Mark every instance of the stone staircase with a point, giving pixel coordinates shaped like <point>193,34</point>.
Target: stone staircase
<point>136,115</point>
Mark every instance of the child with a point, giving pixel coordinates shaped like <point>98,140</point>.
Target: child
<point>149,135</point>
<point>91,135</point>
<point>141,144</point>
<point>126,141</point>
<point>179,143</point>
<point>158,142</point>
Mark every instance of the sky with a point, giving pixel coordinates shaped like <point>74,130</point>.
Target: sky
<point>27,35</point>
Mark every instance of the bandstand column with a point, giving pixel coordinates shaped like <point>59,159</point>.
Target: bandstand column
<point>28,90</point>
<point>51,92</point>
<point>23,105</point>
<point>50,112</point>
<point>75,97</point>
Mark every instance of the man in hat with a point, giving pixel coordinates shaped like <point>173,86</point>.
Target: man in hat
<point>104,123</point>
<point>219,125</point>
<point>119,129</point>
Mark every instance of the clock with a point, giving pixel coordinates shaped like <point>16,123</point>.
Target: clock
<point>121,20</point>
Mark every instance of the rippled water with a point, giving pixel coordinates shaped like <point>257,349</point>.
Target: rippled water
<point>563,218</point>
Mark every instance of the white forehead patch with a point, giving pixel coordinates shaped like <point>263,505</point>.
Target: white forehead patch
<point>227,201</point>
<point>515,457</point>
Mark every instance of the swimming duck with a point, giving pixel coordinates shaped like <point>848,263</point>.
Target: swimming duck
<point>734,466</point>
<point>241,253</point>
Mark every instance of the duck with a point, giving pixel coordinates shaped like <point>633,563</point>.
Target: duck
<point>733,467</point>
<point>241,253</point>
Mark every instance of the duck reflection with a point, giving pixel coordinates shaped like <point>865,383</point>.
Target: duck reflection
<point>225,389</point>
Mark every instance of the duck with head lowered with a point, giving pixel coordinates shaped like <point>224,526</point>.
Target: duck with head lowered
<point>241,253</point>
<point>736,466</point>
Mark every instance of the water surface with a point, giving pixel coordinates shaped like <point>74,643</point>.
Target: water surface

What to do
Reproduce every entry above verbatim, from the first line to the last.

Complete answer
Mark every instance of the stone staircase with a point, giving pixel coordinates shaped like <point>193,34</point>.
Target: stone staircase
<point>136,115</point>
Mark every instance of the child with a point, giving pixel coordinates shaped like <point>98,140</point>.
Target: child
<point>149,135</point>
<point>91,135</point>
<point>141,144</point>
<point>126,141</point>
<point>179,143</point>
<point>158,142</point>
Mark every instance of the sky with a point, giving pixel coordinates shaped like <point>74,130</point>.
Target: sky
<point>27,35</point>
Mark every instance of the bandstand column with a point, giving pixel coordinates shaped like <point>59,159</point>.
Target: bandstand column
<point>28,90</point>
<point>51,92</point>
<point>23,105</point>
<point>50,112</point>
<point>75,97</point>
Mark every instance of the man in hat with a point, giving pixel coordinates shaped like <point>173,86</point>.
Target: man in hat
<point>104,123</point>
<point>219,125</point>
<point>119,129</point>
Mark every instance of the clock with a point, giving pixel coordinates shaped like <point>16,123</point>.
Target: clock
<point>121,20</point>
Mark every instance of the rippled water with a point, giving pixel coordinates shaped like <point>257,349</point>.
Target: rippled water
<point>563,218</point>
Mark every instance of the white forehead patch with a point, giving pixel coordinates shaped like <point>263,505</point>.
Target: white forehead patch
<point>227,201</point>
<point>515,457</point>
Mark every instance of the swimming duck with a point, giving pixel coordinates shaped like <point>848,263</point>.
Target: swimming duck
<point>734,466</point>
<point>241,253</point>
Mark every instance of the duck with a point, giving pixel coordinates shaped like <point>633,563</point>.
Target: duck
<point>733,467</point>
<point>241,253</point>
Mark every instance of the duck reflection with a point, giving pixel coordinates shaped like <point>865,383</point>.
Target: duck reflection
<point>225,389</point>
Mark every instance of the duck with head lowered with a point, giving pixel coordinates shaped like <point>224,526</point>.
Target: duck with head lowered
<point>241,253</point>
<point>736,466</point>
Mark every instance of the water surface with a point, giving pixel coordinates shaped like <point>74,643</point>.
Target: water surface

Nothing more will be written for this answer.